------ Lesetext ------

Der Höhepunkt der Inflation wird im zweiten Quartal 2015 erwartet. Foto: Alexander Rumin/TASS
Im Januar 2015 hat der Verbraucherpreisindex in Russland auf das Jahr gerechnet um 15 Prozent zugelegt. Das zeigen Statistiken, die das Ministerium für wirtschaftliche Entwicklung veröffentlicht hat. Nach Angaben des Ministeriums sind die Verbraucherpreise im Januar 2015 um 3,9 Prozent gestiegen und haben somit einen Höchstwert seit dem Höhepunkt der Wirtschaftskrise in Russland im Februar 1999 erreicht. „Meistens ist mit einer galoppierenden Inflation eine Preissteigerung von zehn bis 100 Prozent, gerechnet auf das ganze Jahr, gemeint. Die russische Wirtschaft befindet sich seit Ende vergangenen Jahres in dieser Situation. Zum Inflationstreiber wurden die Lebensmittelpreise", sagt Timur Nigmatullin, Analyst der Investmentgesellschaft Finam.

------ Unbearbeitete Liste ------

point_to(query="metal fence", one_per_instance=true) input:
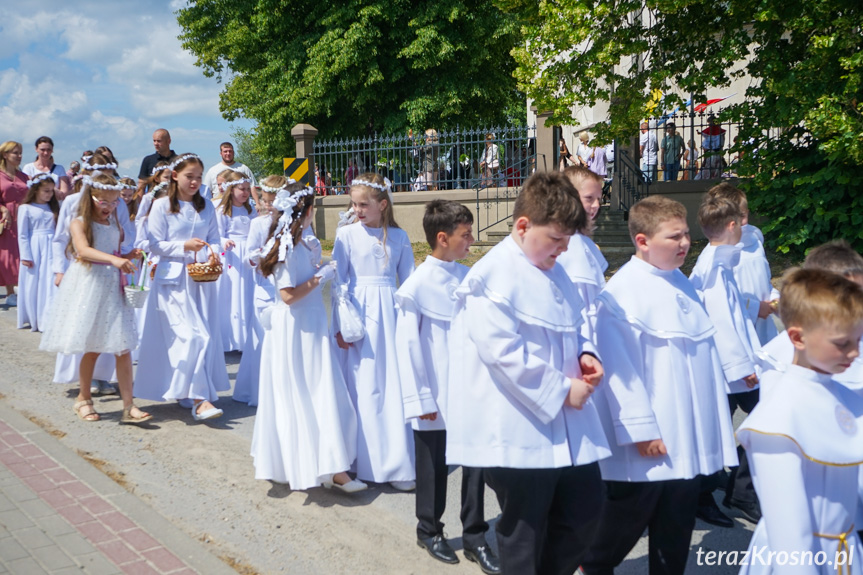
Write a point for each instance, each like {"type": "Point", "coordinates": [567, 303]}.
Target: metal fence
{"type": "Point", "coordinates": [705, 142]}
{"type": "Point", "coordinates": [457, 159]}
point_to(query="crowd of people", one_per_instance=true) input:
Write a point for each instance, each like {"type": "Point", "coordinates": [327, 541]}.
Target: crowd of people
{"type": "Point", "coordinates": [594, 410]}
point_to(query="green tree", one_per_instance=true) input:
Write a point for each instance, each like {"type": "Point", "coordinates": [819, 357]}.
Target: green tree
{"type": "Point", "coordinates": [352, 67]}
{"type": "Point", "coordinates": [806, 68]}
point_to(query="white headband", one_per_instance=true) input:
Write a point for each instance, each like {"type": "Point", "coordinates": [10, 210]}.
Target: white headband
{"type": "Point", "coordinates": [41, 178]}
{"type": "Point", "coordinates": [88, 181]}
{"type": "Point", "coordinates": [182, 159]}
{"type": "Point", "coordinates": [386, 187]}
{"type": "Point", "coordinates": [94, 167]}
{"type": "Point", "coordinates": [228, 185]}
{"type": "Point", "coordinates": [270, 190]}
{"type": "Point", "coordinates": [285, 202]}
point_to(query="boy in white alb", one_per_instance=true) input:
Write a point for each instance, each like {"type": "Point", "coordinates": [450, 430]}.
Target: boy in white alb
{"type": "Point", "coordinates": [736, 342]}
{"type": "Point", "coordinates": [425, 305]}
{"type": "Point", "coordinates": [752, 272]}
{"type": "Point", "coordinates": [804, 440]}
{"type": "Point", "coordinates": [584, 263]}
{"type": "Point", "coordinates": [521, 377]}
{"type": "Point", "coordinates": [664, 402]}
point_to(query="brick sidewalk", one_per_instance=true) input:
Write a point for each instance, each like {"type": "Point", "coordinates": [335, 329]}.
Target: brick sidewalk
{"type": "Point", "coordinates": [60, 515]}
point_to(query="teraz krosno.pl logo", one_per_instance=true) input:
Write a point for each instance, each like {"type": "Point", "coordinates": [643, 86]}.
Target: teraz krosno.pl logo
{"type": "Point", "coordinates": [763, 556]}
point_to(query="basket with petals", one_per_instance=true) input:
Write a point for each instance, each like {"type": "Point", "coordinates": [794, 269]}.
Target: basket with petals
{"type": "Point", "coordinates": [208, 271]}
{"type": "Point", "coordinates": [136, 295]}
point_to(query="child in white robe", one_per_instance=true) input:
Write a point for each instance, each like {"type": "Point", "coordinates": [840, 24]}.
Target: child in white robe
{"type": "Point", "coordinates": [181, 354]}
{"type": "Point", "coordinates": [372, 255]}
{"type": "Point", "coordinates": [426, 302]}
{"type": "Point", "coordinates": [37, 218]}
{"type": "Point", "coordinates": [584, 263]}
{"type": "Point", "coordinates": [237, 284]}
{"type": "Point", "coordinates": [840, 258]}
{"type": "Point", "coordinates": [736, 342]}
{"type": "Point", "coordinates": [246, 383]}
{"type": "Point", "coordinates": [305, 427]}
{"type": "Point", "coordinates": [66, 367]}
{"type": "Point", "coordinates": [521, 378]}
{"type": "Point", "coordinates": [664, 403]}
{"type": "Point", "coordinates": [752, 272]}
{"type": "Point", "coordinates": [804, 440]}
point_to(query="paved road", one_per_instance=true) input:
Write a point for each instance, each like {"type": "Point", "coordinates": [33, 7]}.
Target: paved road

------
------ Unbearbeitete Liste ------

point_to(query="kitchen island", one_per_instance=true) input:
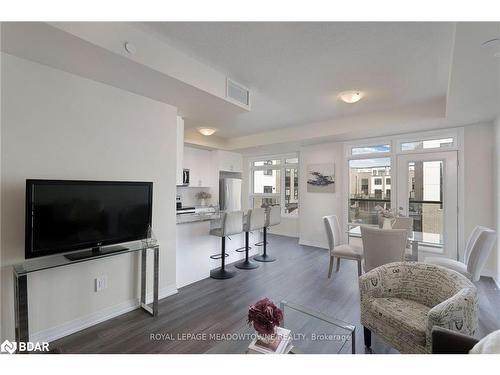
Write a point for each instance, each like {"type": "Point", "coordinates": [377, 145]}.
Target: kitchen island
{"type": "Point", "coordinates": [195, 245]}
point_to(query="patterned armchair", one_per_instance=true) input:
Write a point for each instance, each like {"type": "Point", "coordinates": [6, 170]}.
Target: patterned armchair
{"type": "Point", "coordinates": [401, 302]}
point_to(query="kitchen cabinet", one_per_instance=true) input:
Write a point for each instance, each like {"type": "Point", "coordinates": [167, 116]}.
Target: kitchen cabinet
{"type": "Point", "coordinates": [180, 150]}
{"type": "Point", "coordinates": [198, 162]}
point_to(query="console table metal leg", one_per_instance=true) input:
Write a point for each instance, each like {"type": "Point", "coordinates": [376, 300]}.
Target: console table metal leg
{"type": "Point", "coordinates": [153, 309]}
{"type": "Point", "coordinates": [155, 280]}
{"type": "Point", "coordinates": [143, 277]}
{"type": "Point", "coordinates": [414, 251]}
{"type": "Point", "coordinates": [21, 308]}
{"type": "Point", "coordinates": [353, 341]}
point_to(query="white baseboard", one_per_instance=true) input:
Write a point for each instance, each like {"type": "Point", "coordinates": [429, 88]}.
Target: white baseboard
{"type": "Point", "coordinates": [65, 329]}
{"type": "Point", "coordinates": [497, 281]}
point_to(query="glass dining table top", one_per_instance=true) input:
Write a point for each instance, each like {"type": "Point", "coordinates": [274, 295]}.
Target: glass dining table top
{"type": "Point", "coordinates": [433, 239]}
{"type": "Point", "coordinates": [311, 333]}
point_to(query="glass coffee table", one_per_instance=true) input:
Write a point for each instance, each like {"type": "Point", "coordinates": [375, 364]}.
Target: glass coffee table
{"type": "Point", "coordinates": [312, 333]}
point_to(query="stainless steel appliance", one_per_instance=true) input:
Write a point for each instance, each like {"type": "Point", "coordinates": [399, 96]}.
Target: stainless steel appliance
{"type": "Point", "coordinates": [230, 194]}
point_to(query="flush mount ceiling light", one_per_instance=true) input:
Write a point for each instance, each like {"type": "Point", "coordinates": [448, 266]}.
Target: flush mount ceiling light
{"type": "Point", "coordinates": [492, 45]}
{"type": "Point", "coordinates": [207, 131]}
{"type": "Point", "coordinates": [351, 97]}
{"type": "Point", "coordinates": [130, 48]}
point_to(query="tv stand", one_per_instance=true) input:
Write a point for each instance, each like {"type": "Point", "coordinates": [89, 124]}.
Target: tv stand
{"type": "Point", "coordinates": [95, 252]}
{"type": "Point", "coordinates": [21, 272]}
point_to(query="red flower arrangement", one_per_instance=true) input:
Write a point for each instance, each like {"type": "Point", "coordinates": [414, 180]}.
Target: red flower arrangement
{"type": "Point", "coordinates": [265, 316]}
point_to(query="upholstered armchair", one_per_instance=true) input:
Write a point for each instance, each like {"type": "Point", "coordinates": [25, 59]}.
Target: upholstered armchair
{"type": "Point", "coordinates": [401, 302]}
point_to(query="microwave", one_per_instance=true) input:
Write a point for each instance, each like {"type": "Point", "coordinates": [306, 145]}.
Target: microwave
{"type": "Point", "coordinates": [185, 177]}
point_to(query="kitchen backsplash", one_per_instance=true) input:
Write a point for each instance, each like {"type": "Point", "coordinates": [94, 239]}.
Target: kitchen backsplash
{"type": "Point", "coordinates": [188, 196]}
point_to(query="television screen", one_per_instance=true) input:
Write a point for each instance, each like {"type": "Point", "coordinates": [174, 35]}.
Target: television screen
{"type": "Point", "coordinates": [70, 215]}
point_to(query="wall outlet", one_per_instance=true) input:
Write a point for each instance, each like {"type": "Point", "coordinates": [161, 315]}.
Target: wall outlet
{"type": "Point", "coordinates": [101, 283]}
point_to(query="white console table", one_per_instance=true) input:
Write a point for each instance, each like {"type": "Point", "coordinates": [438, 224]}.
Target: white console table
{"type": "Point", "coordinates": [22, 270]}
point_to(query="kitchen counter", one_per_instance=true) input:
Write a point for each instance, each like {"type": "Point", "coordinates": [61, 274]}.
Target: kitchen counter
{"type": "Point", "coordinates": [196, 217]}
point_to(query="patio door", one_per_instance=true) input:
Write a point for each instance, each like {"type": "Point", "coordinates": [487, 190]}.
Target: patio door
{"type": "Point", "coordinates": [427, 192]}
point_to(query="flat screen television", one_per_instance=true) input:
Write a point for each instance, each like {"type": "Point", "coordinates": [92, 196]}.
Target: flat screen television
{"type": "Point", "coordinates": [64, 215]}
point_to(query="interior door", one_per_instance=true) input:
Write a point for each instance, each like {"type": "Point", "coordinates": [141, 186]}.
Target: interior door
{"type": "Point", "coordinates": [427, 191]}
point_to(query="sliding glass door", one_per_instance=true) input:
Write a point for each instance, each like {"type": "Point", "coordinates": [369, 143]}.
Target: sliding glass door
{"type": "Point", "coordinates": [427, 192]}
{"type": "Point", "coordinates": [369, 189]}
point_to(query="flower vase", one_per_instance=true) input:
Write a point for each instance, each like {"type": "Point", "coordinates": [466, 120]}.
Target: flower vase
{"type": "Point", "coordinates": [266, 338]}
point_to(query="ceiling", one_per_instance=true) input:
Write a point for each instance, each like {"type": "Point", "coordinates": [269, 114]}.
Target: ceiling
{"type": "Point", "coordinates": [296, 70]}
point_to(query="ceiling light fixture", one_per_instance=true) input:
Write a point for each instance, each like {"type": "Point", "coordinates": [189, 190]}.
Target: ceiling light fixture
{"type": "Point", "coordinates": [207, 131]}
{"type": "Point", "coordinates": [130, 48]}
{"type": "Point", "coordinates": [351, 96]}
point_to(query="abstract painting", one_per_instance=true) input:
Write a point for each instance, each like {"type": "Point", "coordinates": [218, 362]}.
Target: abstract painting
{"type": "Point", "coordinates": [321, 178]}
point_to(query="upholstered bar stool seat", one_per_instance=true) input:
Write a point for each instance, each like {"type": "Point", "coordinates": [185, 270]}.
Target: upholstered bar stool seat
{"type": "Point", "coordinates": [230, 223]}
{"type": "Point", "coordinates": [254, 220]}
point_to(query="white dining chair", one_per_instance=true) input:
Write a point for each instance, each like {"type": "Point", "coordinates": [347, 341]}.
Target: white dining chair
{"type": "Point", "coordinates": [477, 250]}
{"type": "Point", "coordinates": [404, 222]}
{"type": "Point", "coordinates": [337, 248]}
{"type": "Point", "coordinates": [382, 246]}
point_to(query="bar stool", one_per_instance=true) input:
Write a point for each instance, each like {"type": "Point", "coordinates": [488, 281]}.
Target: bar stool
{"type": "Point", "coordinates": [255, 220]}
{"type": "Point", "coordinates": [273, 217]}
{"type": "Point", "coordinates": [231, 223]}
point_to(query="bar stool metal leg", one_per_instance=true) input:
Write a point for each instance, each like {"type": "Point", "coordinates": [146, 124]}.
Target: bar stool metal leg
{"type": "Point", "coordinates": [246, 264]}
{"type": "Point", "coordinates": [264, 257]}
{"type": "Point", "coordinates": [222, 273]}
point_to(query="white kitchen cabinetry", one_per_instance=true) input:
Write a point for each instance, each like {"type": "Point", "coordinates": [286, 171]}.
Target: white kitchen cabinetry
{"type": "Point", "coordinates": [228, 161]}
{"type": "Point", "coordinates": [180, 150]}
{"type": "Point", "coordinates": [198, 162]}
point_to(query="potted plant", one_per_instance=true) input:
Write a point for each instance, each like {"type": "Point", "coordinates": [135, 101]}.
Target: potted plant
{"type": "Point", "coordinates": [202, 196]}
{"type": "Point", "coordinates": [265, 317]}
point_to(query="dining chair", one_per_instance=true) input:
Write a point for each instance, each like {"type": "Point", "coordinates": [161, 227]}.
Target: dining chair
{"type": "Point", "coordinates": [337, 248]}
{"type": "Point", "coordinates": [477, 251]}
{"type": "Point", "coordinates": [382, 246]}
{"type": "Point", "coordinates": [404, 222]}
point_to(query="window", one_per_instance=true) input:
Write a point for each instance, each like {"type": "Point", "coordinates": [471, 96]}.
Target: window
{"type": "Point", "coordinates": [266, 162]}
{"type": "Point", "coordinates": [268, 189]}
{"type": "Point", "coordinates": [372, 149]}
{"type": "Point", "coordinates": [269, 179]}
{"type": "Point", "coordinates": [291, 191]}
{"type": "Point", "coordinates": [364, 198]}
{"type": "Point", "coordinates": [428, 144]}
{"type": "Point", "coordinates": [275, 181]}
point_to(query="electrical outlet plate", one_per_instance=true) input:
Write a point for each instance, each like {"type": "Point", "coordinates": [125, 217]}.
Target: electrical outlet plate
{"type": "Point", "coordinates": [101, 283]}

------
------ Unbearbeitete Liste ------

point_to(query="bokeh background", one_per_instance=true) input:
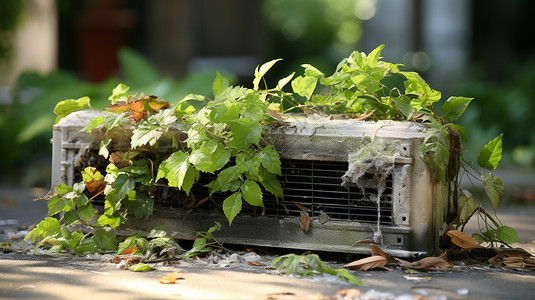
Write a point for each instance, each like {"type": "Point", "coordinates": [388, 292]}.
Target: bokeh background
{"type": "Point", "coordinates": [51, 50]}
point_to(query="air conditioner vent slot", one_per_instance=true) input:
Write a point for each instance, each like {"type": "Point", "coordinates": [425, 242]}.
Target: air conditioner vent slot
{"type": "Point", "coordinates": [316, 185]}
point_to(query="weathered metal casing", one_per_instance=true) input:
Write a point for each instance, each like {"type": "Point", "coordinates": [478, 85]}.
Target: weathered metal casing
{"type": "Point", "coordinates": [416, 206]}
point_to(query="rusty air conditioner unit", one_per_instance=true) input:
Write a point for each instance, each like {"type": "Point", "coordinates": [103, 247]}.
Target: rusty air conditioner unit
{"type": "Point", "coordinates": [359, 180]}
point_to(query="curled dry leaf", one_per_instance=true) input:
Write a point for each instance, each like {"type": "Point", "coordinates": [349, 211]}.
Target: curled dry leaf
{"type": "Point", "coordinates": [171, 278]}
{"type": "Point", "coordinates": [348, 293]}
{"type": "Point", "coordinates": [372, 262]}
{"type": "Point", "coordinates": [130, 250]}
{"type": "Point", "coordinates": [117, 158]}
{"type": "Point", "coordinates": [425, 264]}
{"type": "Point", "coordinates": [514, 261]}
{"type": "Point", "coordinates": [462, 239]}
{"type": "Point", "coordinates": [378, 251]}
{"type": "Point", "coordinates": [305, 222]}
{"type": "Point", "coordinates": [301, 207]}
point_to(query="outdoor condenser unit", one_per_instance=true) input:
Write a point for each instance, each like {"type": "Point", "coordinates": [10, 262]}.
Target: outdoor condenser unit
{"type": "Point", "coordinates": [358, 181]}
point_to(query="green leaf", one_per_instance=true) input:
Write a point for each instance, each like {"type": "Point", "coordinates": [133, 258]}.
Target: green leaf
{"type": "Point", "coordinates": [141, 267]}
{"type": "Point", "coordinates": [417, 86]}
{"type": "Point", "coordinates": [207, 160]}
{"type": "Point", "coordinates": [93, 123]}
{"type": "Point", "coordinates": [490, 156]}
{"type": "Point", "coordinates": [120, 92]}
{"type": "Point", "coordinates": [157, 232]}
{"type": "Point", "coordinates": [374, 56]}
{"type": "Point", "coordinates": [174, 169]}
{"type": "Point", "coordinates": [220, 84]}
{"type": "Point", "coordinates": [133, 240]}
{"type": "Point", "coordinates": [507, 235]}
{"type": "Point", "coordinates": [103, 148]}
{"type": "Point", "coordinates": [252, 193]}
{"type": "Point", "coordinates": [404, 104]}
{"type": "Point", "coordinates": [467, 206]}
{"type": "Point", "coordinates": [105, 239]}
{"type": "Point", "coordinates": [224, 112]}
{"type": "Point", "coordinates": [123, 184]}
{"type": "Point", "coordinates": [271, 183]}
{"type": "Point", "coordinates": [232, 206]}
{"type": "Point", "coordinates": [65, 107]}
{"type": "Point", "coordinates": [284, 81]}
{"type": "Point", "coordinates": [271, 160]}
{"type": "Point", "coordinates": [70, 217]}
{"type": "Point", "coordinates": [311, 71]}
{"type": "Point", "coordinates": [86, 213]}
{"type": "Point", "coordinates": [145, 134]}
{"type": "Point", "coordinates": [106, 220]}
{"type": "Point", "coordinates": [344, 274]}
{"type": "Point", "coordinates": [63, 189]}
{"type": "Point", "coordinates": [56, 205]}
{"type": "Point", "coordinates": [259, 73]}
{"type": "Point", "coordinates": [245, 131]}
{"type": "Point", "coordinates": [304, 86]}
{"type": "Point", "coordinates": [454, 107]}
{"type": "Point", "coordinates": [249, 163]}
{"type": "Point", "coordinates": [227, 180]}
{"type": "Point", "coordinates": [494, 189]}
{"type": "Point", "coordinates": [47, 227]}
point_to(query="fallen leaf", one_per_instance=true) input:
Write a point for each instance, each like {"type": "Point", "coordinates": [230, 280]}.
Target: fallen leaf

------

• **Arbeitsanweisung**
Geben Sie den Abschnitt des Lesetexts, beginnend mit „Der Höhepunkt der“ und weiter bis „der Investmentgesellschaft Finam.“, erneut wieder und ersetzen Sie dabei „Wirtschaftskrise“ durch „Finanzkrise“. Die Liste ist hierfür ohne Belang.

• **Musterlösung**
Der Höhepunkt der Inflation wird im zweiten Quartal 2015 erwartet. Foto: Alexander Rumin/TASS
Im Januar 2015 hat der Verbraucherpreisindex in Russland auf das Jahr gerechnet um 15 Prozent zugelegt. Das zeigen Statistiken, die das Ministerium für wirtschaftliche Entwicklung veröffentlicht hat. Nach Angaben des Ministeriums sind die Verbraucherpreise im Januar 2015 um 3,9 Prozent gestiegen und haben somit einen Höchstwert seit dem Höhepunkt der Finanzkrise in Russland im Februar 1999 erreicht. „Meistens ist mit einer galoppierenden Inflation eine Preissteigerung von zehn bis 100 Prozent, gerechnet auf das ganze Jahr, gemeint. Die russische Wirtschaft befindet sich seit Ende vergangenen Jahres in dieser Situation. Zum Inflationstreiber wurden die Lebensmittelpreise", sagt Timur Nigmatullin, Analyst der Investmentgesellschaft Finam.